━━━━━ Given data
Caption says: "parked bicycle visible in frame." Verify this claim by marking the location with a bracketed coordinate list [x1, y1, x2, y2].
━━━━━━━━━━
━━━━━ Given data
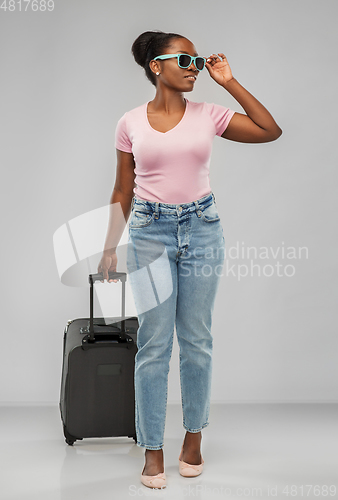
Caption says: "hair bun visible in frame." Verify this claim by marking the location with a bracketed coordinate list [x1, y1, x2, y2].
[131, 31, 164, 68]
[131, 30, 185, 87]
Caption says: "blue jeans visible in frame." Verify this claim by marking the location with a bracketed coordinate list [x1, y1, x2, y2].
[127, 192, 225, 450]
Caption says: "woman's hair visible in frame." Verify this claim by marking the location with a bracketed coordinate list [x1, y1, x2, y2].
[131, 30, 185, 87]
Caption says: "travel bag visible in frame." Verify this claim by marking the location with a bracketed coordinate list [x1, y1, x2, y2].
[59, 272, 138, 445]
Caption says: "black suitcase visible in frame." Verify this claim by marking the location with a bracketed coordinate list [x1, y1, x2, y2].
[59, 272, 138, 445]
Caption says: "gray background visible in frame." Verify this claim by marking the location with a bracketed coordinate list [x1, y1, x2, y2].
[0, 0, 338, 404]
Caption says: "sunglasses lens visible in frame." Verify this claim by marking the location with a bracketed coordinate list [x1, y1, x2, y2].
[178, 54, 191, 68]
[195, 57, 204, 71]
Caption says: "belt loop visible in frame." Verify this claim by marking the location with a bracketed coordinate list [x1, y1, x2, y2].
━━━━━━━━━━
◆ **Stated task**
Filter the records above down to the lines that contain the word "hair", and copy each of those lines.

◆ **Solution to this problem**
Caption says: "hair bun visible in frame." Verify this claim by marking the location with a bracketed coordinate list [x1, y1, x2, y2].
Caption says: "woman's hair visible in frame." Verify this claim by marking the location with a bracketed coordinate list [x1, y1, x2, y2].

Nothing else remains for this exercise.